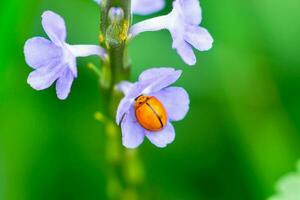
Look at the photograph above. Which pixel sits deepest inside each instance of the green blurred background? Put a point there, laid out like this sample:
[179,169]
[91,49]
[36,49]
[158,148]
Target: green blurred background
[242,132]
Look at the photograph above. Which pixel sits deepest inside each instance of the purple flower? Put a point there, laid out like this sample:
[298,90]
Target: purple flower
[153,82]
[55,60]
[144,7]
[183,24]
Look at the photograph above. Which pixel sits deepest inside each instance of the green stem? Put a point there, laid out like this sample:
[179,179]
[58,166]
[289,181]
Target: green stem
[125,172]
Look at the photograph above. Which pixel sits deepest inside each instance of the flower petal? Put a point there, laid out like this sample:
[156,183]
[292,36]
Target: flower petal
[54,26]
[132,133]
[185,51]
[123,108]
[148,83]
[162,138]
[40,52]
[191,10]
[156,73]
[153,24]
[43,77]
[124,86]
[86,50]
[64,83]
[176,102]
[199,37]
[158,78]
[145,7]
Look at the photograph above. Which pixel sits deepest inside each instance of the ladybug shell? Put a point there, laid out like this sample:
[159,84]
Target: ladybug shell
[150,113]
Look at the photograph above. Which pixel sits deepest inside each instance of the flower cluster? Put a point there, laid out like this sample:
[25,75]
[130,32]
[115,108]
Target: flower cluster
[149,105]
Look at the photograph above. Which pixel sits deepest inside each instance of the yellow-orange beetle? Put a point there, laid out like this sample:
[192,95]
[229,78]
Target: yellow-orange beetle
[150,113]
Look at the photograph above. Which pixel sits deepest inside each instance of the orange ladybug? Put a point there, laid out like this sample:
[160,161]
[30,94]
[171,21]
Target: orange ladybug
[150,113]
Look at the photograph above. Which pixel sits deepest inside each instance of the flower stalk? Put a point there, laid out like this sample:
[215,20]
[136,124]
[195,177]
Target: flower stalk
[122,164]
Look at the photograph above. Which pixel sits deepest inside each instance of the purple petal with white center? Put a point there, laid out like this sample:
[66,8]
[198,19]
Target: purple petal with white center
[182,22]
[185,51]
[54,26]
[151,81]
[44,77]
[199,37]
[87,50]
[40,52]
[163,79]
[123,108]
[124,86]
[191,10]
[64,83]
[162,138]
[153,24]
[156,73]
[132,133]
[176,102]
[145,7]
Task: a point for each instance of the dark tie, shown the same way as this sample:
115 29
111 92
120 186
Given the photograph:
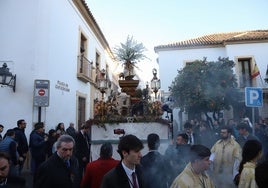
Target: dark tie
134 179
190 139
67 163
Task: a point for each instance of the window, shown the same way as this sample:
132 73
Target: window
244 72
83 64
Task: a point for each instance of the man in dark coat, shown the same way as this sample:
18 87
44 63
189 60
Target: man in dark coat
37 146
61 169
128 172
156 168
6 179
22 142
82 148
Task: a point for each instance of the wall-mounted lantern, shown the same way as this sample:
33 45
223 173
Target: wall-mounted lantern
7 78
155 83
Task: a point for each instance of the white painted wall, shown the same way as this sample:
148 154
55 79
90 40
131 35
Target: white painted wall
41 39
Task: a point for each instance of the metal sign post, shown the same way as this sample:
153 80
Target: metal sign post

────

Search the records for the word "shown", then list every line that has it.

TASK SOLUTION:
Task: a point for each instance of the dark tie, shown the same way as this sample:
Task: a point for each instance of the window, shown the same way as this sample:
Task: a point for each instance of the man in dark coat, shown the same way as this sample:
Task: a point for each instance of the wall-mounted lantern, shown the same way as this sample:
Task: a point for each instance of the white painted wall, shown the same way as this sample:
Task: a point for each instance of the metal sign post, shown the same way as this sample:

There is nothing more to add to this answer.